Extract provided
"""
How This Woman Lost 85 Pounds and Kept It Off for 6 Years
Britney Vest is here to tell you that balance is everything when it comes to maintaining your weight.
If you follow Britney Vest on Instagram, you'll likely see pictures of her working out with friends, trying new recipes, and basically, living her healthiest life. It's almost hard to believe that nearly eight years ago, she weighed 250 pounds and ate mostly junk food.
"Growing up, I never cared about the way I looked, but everyone around me was concerned about my health and how my eating habits were going to impact my future," she recently told Shape.
Britney's parents and grandmother would try to bribe her with money, gifts, and clothes to encourage her to lose weight and stop snacking before dinner-and while she'd cave and lose a couple pounds here and there, over the years, her weight continued to spike.
"It's weird because I was actually a pretty active kid," Britney says. "I played soccer, swam on a year-round swim team, went to workout classes with my mom, but I hardly lost any weight." Britney's mother began to think Britney had a medical condition that was causing her weight to plateau, but after several thyroid exams, it became clear that it was her poor eating habits that were the problem. (She ate mostly processed food.) Her mom and grandma had her try things like Atkins and Weight Watchers, but nothing stuck for long.
"""
To do
(a) Summarize the article about Britney Vest in two sentences.
(b) Transcribe the article about Britney Vest word for word, everything from "If you follow" down to "mostly junk food.".
(c) Turn the paragraph of the article about Britney Vest that begins "It's weird because I was actually a pretty active kid" into a short bulleted list of its main facts.
None of the data after this point is needed for any of the work on the article.

Stored data entries:
"""
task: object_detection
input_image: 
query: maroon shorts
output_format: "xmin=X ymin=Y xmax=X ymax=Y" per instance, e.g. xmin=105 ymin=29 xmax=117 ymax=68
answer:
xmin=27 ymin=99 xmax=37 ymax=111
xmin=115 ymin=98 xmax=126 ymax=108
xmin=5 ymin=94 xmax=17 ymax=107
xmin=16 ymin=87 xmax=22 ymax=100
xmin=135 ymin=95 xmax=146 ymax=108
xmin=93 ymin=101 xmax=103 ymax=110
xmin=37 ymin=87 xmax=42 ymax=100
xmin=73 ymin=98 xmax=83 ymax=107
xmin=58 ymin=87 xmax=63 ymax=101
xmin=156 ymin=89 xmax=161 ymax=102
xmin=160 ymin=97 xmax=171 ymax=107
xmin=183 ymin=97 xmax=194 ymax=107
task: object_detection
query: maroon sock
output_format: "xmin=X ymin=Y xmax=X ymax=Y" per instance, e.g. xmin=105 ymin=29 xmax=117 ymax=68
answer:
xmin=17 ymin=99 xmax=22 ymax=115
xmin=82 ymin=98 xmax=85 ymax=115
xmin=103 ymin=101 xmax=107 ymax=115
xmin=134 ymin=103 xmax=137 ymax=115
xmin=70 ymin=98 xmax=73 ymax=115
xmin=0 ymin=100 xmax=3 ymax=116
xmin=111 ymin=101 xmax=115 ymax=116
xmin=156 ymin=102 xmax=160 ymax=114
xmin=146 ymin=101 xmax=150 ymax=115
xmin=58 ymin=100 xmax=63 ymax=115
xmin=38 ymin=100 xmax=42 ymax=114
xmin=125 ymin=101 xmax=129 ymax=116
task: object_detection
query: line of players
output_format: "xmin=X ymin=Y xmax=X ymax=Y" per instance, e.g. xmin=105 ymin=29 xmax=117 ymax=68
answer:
"""
Numbered answers
(a) Britney Vest, who now posts on Instagram about working out with friends and trying new recipes, weighed 250 pounds and ate mostly junk food nearly eight years ago. Although she was an active child and her family tried bribes and diets such as Atkins and Weight Watchers, thyroid exams made clear that her poor eating habits were the problem, and nothing stuck for long.

(b)
If you follow Britney Vest on Instagram, you'll likely see pictures of her working out with friends, trying new recipes, and basically, living her healthiest life. It's almost hard to believe that nearly eight years ago, she weighed 250 pounds and ate mostly junk food.

(c)
- As a child, Britney was active: she played soccer, swam on a year-round swim team and went to workout classes with her mom.
- Despite this, she hardly lost any weight.
- Her mother suspected a medical condition, but several thyroid exams showed that her poor eating habits were the problem.
- She ate mostly processed food.
- Her mom and grandma had her try Atkins and Weight Watchers, but nothing stuck for long.